__Aim of the task__. In the lines starting at the one containing "Task: point out the textured" and ending at the one containing "[[301, 56], [305, 57], [573, 49]]", replace "textured" with "stippled" and leave everything else unchanged. Return only those edited lines.
# # # # # # #
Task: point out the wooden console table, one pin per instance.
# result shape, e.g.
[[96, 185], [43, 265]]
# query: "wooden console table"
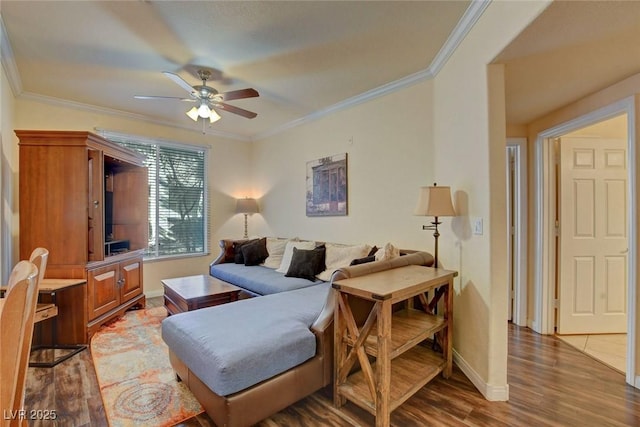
[[401, 366]]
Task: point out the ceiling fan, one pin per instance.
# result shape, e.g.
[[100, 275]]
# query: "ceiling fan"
[[208, 99]]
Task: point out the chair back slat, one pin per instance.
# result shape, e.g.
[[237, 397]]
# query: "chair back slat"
[[16, 324]]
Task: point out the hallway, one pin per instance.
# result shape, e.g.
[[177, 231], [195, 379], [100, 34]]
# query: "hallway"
[[610, 349]]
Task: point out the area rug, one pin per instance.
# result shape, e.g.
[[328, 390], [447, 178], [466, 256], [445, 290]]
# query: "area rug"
[[137, 383]]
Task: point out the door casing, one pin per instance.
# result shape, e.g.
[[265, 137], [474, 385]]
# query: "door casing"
[[544, 234]]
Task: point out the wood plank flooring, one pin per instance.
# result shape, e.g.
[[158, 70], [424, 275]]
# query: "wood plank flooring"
[[550, 384]]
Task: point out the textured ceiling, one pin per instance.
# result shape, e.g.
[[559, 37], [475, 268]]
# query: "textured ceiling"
[[301, 56], [305, 57], [573, 49]]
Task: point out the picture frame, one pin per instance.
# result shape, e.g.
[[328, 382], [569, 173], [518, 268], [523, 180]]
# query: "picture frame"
[[327, 185]]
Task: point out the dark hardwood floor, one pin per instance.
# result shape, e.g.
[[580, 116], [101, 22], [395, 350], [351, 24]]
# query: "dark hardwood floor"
[[550, 384]]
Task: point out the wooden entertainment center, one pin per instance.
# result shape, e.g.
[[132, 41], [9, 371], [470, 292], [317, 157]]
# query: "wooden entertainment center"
[[85, 199]]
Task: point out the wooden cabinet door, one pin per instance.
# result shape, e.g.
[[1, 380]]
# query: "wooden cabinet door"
[[95, 207], [102, 290], [130, 279]]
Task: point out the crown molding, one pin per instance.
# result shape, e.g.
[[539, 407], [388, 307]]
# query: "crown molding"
[[468, 20], [462, 28], [133, 116], [8, 61], [348, 103]]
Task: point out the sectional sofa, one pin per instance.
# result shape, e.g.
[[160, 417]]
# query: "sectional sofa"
[[249, 359]]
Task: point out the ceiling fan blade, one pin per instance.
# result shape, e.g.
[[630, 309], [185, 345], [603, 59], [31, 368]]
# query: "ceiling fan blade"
[[239, 94], [179, 81], [164, 97], [235, 110]]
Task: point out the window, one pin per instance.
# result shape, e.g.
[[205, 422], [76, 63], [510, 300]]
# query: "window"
[[177, 195]]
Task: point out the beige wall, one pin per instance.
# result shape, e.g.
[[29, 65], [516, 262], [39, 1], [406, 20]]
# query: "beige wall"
[[229, 173], [8, 170], [619, 91], [470, 141], [389, 145]]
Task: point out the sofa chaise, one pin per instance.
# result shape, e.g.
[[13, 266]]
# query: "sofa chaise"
[[249, 359]]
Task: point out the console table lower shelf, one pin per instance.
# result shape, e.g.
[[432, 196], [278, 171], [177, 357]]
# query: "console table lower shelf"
[[394, 364]]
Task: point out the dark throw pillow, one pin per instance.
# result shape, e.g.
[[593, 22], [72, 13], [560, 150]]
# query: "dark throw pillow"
[[363, 260], [307, 263], [255, 252], [238, 258]]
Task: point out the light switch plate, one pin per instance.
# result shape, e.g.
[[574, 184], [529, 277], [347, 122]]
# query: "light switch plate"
[[477, 226]]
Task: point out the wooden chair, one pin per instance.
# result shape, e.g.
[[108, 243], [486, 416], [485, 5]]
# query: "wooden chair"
[[17, 309], [39, 258]]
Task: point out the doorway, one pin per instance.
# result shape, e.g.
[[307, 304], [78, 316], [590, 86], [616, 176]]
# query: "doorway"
[[546, 269], [517, 229]]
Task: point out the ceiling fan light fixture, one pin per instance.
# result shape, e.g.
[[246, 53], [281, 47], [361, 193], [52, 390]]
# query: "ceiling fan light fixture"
[[193, 114], [204, 111], [214, 117]]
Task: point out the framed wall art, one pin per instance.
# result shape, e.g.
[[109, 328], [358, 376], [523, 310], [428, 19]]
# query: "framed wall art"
[[327, 186]]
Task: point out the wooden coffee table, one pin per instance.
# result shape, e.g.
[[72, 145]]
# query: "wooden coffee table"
[[193, 292]]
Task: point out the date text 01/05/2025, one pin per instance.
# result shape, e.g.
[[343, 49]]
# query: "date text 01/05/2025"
[[32, 414]]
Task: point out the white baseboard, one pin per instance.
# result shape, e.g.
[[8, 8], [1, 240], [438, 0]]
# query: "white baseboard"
[[490, 392], [153, 294]]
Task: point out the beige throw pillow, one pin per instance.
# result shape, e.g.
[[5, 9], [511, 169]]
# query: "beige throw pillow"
[[338, 256], [387, 253], [275, 247], [288, 253]]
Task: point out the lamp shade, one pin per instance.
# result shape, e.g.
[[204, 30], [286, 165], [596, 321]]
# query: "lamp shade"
[[247, 206], [435, 201]]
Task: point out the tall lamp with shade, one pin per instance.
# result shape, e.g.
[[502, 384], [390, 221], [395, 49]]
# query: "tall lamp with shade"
[[436, 202], [246, 206]]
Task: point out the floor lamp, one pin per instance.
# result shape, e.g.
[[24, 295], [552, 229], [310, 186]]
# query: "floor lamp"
[[247, 207], [436, 202]]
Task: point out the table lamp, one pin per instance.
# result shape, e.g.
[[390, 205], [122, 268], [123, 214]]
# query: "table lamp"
[[436, 202]]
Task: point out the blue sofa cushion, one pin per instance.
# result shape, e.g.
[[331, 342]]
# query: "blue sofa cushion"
[[258, 279], [233, 346]]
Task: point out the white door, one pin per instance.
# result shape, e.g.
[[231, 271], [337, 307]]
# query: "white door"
[[593, 236]]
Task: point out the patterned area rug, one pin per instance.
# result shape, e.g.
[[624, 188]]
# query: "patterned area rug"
[[137, 384]]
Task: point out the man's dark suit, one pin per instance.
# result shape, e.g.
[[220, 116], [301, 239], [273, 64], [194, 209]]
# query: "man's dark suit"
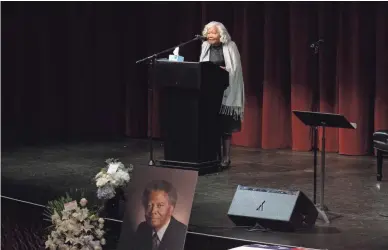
[[173, 238]]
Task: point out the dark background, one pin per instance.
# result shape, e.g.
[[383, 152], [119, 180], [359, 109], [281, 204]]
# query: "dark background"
[[68, 69]]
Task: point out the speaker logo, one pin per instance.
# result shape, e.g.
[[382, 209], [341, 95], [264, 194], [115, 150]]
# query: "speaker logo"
[[261, 207]]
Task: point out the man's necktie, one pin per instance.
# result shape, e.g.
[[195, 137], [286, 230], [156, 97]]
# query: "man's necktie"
[[155, 242]]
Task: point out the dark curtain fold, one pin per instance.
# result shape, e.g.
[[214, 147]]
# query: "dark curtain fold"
[[276, 117], [68, 69]]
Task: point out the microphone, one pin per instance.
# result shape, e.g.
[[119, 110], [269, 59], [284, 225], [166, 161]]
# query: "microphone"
[[199, 37]]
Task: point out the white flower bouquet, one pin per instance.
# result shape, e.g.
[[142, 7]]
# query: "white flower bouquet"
[[74, 226], [113, 176]]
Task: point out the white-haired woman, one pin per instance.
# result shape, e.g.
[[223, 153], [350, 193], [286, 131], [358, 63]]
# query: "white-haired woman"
[[222, 51]]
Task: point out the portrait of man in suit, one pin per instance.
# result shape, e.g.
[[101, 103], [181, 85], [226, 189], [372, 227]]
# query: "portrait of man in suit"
[[160, 230]]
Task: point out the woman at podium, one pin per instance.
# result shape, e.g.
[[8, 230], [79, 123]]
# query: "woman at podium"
[[221, 50]]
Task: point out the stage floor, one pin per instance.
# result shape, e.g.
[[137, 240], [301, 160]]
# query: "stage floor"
[[40, 173]]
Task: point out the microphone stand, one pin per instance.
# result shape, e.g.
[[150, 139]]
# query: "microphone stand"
[[314, 108], [151, 60]]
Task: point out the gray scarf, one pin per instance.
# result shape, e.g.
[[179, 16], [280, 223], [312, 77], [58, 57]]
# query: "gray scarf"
[[234, 96]]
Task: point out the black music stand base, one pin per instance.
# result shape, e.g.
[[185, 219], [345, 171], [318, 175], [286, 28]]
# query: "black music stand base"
[[204, 168], [323, 120]]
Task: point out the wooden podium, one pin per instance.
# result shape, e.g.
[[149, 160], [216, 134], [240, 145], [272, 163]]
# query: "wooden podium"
[[190, 103]]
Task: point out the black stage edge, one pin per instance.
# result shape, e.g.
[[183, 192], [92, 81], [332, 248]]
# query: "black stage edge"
[[41, 173], [202, 168], [21, 229]]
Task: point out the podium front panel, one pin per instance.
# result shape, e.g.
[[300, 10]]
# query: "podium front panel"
[[191, 100]]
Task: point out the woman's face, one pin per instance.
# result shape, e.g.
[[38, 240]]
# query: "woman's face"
[[213, 36]]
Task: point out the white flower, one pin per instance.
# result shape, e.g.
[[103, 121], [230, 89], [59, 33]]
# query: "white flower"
[[55, 216], [50, 243], [101, 182], [87, 226], [99, 233], [99, 175], [83, 202]]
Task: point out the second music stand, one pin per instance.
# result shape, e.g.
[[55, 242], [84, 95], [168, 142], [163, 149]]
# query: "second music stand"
[[323, 120]]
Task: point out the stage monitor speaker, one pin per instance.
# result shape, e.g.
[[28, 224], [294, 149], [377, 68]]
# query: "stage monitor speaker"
[[272, 209]]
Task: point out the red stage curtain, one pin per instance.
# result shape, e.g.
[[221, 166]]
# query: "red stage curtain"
[[282, 73], [381, 92], [76, 76], [276, 89]]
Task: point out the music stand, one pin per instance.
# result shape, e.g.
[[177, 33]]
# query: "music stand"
[[324, 120]]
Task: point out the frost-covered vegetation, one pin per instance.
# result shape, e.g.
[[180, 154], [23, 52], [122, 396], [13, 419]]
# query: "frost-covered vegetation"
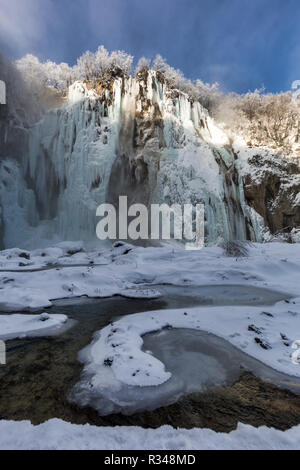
# # # # # # #
__Exercise answer__.
Task: point out the stippled ceiling, one pin per instance.
# result shape, e.g.
[[559, 37], [475, 268]]
# query: "stippled ceiling"
[[301, 56], [305, 57], [573, 49]]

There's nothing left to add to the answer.